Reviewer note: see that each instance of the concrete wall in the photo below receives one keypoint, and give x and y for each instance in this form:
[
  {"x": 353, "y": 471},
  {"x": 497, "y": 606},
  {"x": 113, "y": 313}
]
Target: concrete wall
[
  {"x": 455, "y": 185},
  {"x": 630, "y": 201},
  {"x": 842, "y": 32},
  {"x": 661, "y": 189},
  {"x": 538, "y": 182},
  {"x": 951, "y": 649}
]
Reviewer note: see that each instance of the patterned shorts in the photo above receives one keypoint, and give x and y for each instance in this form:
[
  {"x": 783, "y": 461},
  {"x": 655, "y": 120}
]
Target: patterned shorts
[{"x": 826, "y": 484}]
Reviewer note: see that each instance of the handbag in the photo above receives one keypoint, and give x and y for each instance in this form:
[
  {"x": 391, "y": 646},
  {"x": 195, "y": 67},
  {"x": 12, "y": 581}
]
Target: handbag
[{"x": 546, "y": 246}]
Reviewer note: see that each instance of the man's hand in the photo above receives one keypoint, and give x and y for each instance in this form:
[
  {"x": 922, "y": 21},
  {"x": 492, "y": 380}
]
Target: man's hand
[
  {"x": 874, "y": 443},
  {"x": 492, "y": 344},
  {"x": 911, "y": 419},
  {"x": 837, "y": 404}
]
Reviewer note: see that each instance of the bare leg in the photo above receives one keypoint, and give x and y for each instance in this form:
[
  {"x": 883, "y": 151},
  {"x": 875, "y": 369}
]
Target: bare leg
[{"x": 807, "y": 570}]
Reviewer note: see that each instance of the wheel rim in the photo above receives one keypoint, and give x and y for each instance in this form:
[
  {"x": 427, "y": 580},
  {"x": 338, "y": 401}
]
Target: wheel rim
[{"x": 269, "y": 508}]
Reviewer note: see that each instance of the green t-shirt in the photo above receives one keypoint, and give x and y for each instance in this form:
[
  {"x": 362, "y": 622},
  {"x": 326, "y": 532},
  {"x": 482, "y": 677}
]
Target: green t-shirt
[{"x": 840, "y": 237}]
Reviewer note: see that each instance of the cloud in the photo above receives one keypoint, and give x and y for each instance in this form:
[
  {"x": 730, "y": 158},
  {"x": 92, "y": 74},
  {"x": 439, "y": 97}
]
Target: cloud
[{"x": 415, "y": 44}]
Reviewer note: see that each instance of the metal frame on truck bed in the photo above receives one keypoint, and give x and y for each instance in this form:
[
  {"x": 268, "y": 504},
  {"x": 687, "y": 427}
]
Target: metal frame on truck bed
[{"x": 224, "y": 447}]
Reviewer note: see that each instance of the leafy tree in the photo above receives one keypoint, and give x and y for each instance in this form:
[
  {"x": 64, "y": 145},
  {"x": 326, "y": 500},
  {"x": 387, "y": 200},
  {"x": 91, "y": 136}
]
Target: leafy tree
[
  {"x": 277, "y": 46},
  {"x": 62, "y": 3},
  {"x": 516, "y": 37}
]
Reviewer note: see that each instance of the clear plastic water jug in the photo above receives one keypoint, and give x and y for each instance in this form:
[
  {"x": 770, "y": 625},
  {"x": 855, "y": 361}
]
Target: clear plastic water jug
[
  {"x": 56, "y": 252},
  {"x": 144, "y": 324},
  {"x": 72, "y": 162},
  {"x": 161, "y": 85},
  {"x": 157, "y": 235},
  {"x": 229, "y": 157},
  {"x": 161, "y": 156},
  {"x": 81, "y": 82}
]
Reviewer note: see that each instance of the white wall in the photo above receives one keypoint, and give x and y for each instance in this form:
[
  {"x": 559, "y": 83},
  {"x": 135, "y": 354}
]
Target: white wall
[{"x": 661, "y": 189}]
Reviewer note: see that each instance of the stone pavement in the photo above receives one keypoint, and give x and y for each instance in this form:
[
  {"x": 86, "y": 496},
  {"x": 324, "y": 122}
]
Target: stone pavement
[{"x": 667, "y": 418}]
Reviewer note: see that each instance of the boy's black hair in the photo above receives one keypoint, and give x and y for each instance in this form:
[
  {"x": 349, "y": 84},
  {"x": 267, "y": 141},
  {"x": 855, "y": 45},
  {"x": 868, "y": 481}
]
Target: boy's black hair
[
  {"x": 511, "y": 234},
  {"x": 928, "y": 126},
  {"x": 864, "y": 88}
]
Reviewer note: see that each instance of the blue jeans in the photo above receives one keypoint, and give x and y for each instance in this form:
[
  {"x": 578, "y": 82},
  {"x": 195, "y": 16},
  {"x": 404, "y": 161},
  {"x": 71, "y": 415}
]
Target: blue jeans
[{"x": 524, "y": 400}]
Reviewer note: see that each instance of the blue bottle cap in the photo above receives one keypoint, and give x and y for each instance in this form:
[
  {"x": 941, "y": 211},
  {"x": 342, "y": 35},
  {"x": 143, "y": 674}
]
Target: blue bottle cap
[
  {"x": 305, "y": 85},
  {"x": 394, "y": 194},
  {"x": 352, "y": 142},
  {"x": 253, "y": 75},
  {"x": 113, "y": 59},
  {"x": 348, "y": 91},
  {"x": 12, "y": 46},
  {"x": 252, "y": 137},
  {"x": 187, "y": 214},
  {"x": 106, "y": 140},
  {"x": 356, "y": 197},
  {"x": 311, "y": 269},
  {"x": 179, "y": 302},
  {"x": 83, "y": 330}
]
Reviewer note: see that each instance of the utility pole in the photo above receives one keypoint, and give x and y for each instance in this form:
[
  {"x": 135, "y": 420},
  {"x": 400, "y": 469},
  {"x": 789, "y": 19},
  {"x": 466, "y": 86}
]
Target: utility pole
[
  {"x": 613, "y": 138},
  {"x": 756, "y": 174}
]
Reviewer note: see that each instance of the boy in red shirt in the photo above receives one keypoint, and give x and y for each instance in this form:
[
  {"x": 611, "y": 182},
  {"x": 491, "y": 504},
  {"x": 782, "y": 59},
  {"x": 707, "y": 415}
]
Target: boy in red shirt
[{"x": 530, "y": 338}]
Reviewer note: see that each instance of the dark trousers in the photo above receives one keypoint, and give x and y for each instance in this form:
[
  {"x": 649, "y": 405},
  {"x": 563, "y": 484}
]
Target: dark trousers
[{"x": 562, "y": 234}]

- Prompt
Every entry above needs to be quoted exactly.

- Answer to this exercise
Reviewer note: see that each instance of the concrete wall in the photo below receives one keypoint, and give x and y for each instance in this form:
[
  {"x": 353, "y": 471},
  {"x": 497, "y": 606},
  {"x": 113, "y": 313}
]
Target: concrete wall
[
  {"x": 455, "y": 185},
  {"x": 630, "y": 201},
  {"x": 842, "y": 32},
  {"x": 661, "y": 189},
  {"x": 538, "y": 182},
  {"x": 951, "y": 649}
]
Reviewer note: see that each instance of the patterned shorts in the photo above receives one keypoint, and give x and y for each instance in this form:
[
  {"x": 783, "y": 461},
  {"x": 655, "y": 120}
]
Target: patterned shorts
[{"x": 826, "y": 484}]
Reviewer note: see that each instance of the handbag in the photo above receives one keypoint, and give x and y for each instance in this form:
[
  {"x": 391, "y": 646},
  {"x": 195, "y": 67},
  {"x": 12, "y": 581}
]
Target: handbag
[{"x": 546, "y": 246}]
Reviewer note: see that each instance of the man's hand in the photo above receives one keypoint, and give x and y for each instance in this form:
[
  {"x": 922, "y": 21},
  {"x": 492, "y": 380}
]
Target: man's hand
[
  {"x": 874, "y": 443},
  {"x": 492, "y": 344},
  {"x": 911, "y": 419},
  {"x": 837, "y": 404}
]
Reviewer note: see that each instance of the bare leg in the photo above receives one keypoint, and give x and y for each instance in this form:
[
  {"x": 883, "y": 151},
  {"x": 875, "y": 369}
]
Target: bare leg
[{"x": 807, "y": 570}]
Reviewer note: see that each instance of the wheel rim in the photo above receives one keypoint, and give x and y for each instance in this form:
[
  {"x": 427, "y": 580},
  {"x": 338, "y": 401}
]
Target: wheel rim
[{"x": 269, "y": 508}]
Reviewer note: see that each instance of the green t-shirt in the photo above receives one keypoint, and give x and y for each instance in this form:
[
  {"x": 362, "y": 622},
  {"x": 326, "y": 532},
  {"x": 482, "y": 677}
]
Target: green t-shirt
[{"x": 840, "y": 237}]
Reviewer note: see that each instance of the cloud in the photo above receives one keypoint, and give x and y for each instance in this form:
[
  {"x": 730, "y": 158},
  {"x": 92, "y": 74},
  {"x": 439, "y": 97}
]
Target: cloud
[{"x": 415, "y": 44}]
Reviewer note: see that each instance of the metal frame on truck bed in the photo above receives one keypoint, and give x and y for each instance in this form:
[
  {"x": 268, "y": 504},
  {"x": 687, "y": 427}
]
Target: metal frame on truck bed
[{"x": 224, "y": 447}]
Reviewer note: see that each instance of the leafy tree in the photo above receives one keypoint, and give x and y for each instance in this form:
[
  {"x": 64, "y": 145},
  {"x": 326, "y": 500},
  {"x": 387, "y": 200},
  {"x": 91, "y": 136}
]
Target: leafy tree
[
  {"x": 277, "y": 46},
  {"x": 62, "y": 3},
  {"x": 516, "y": 37}
]
Reviewer note: see that each instance of the clear plastic water jug in the photo above receives one keypoint, and give x and y for each instance in this form:
[
  {"x": 770, "y": 625},
  {"x": 855, "y": 361}
]
Target: clear plastic water jug
[
  {"x": 56, "y": 252},
  {"x": 144, "y": 324},
  {"x": 72, "y": 162},
  {"x": 161, "y": 85},
  {"x": 157, "y": 235},
  {"x": 229, "y": 157},
  {"x": 161, "y": 156},
  {"x": 81, "y": 82}
]
Reviewer note: see that each instance of the white wall in the photo above receives one keypoint, and give x and y for each instance in this form:
[
  {"x": 559, "y": 83},
  {"x": 135, "y": 354}
]
Target: white wall
[{"x": 661, "y": 189}]
Reviewer note: see that each instance of the stone pavement in the photo above receives one keypoint, and give x and y for each instance in this form:
[
  {"x": 86, "y": 496},
  {"x": 324, "y": 122}
]
Target: stone pavement
[{"x": 667, "y": 418}]
Reviewer note: see that each instance of the boy's black hair in the photo above receives one keypoint, and give x and y for each instance in this form:
[
  {"x": 349, "y": 84},
  {"x": 267, "y": 141},
  {"x": 855, "y": 45},
  {"x": 868, "y": 481}
]
Target: boy's black hair
[
  {"x": 511, "y": 234},
  {"x": 928, "y": 126},
  {"x": 864, "y": 88}
]
Reviewer note: see that each instance of the blue jeans in the photo above receives one keypoint, and give x and y for each instance in this form:
[
  {"x": 578, "y": 82},
  {"x": 195, "y": 16},
  {"x": 404, "y": 161},
  {"x": 71, "y": 415}
]
Target: blue jeans
[{"x": 524, "y": 400}]
Reviewer note: see that each instance of the blue bottle cap in the photo above receives one keypoint, and give x and y for each instance in this form:
[
  {"x": 941, "y": 211},
  {"x": 342, "y": 35},
  {"x": 143, "y": 674}
]
Target: blue bottle cap
[
  {"x": 305, "y": 85},
  {"x": 394, "y": 194},
  {"x": 352, "y": 142},
  {"x": 253, "y": 75},
  {"x": 113, "y": 59},
  {"x": 348, "y": 91},
  {"x": 12, "y": 46},
  {"x": 252, "y": 137},
  {"x": 187, "y": 214},
  {"x": 106, "y": 140},
  {"x": 356, "y": 197},
  {"x": 311, "y": 269},
  {"x": 179, "y": 302},
  {"x": 83, "y": 330}
]
Reviewer note: see that each instance of the utility pole in the photo above receives one keypoint, and give x and y for each instance in this form:
[
  {"x": 135, "y": 420},
  {"x": 400, "y": 469},
  {"x": 789, "y": 19},
  {"x": 466, "y": 86}
]
Target: utility pole
[
  {"x": 613, "y": 138},
  {"x": 756, "y": 174}
]
Reviewer note: see that each instance of the boy in red shirt in the photo above receives one keypoint, and give x and y for each instance in this form:
[
  {"x": 611, "y": 182},
  {"x": 491, "y": 504},
  {"x": 782, "y": 59},
  {"x": 707, "y": 415}
]
Target: boy in red shirt
[{"x": 530, "y": 338}]
Reviewer note: see that each instance of the dark trousers in the photo above receives one keypoint, and give x and y for each instance in this form:
[
  {"x": 649, "y": 405},
  {"x": 563, "y": 484}
]
Target: dark trousers
[{"x": 562, "y": 234}]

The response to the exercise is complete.